Document extract »
##########

Mediterranean diet and Alzheimer disease mortality.Neurology 2007; 69(11):1084-93Neur
We previously reported that the Mediterranean diet (MeDi) is related to lower risk for Alzheimer disease (AD). Whether MeDi is associated with subsequent AD course and outcomes has not been investigated.
To examine the association between MeDi and mortality in patients with AD.
A total of 192 community-based individuals in New York who were diagnosed with AD were prospectively followed every 1.5 years. Adherence to the MeDi (0- to 9-point scale with higher scores indicating higher adherence) was the main predictor of mortality in Cox models that were adjusted for period of recruitment, age, gender, ethnicity, education, APOE genotype, caloric intake, smoking, and body mass index.

##########

What this exercise asks »
1) In the Mediterranean diet abstract, how often were the individuals with Alzheimer disease followed?
2) List the factors in the Mediterranean diet abstract that the Cox models were adjusted for and that come after "education."
3) Please pick up the Mediterranean diet abstract after its last sentence and carry it on.
The rows that come next have nothing to do with the Mediterranean diet abstract.

Extracted data »
##########

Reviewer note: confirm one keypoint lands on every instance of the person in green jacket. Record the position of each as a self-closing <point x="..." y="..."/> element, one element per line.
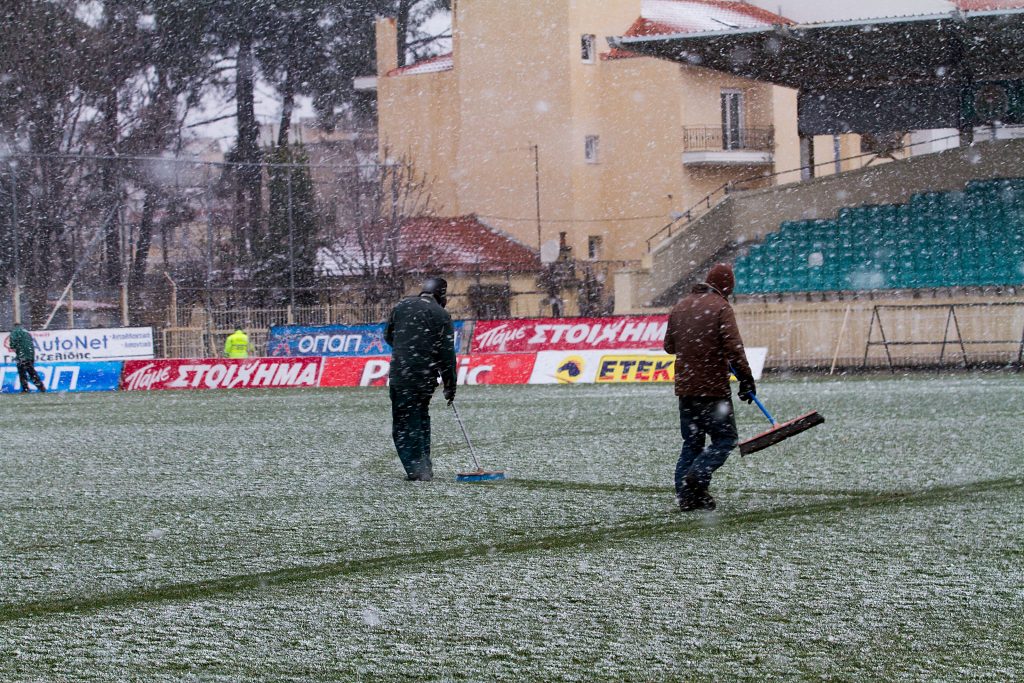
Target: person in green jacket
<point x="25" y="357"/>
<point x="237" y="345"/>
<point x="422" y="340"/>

##########

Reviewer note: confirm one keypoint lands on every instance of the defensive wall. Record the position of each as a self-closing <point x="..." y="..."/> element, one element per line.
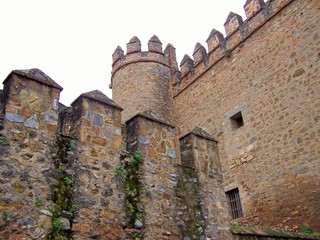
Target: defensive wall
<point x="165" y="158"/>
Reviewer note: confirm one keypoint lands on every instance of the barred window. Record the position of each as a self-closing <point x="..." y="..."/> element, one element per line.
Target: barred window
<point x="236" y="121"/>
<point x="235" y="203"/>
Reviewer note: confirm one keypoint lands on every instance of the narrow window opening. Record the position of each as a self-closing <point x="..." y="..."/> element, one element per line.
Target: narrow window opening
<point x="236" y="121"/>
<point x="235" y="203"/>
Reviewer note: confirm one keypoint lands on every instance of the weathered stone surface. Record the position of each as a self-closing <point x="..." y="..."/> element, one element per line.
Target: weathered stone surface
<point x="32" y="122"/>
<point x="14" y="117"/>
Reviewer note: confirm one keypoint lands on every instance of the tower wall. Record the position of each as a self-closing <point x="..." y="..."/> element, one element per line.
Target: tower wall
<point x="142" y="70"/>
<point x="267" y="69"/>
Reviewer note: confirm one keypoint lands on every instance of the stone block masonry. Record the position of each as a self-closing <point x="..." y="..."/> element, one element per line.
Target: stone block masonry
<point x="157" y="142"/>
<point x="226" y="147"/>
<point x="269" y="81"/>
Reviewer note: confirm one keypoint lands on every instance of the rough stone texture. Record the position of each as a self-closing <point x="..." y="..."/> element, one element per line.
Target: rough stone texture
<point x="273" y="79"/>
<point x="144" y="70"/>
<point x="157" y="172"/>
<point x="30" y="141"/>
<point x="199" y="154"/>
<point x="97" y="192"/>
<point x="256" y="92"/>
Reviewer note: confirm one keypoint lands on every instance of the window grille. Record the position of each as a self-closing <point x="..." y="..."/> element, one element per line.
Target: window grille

##########

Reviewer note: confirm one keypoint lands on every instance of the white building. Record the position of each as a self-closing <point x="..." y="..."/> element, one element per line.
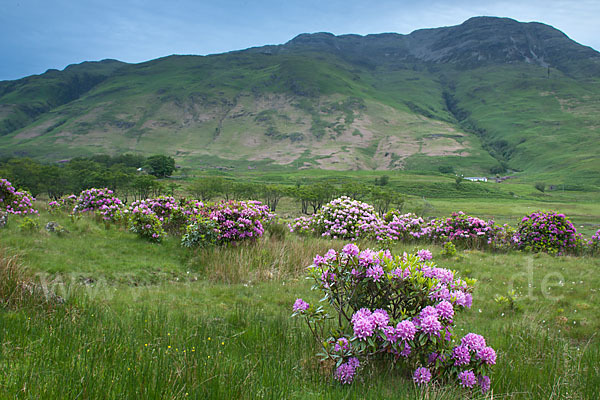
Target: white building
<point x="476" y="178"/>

##########

Answers to the tasks »
1) Every 1.5 years.

2) APOE genotype, caloric intake, smoking, and body mass index.

3)
Eighty-five patients with AD (44%) died during the course of 4.4 (+/-3.6, 0.2 to 13.6) years of follow-up. In unadjusted models, higher adherence to MeDi was associated with lower mortality risk (for each additional MeDi point hazard ratio 0.79; 95% CI 0.69 to 0.91; p = 0.001). This result remained significant after controlling for all covariates (0.76; 0.65 to 0.89; p = 0.001). In adjusted models, as compared with AD patients at the lowest MeDi adherence tertile, those at the middle tertile had lower mortality risk (0.65; 0.38 to 1.09; 1.33 years' longer survival), whereas subjects at the highest tertile had an even lower risk (0.27; 0.10 to 0.69; 3.91 years' longer survival; p for trend = 0.003).
Adherence to the Mediterranean diet (MeDi) may affect not only risk for Alzheimer disease (AD) but also subsequent disease course: Higher adherence to the MeDi is associated with lower mortality in AD. The gradual reduction in mortality risk for higher MeDi adherence tertiles suggests a possible dose-response effect.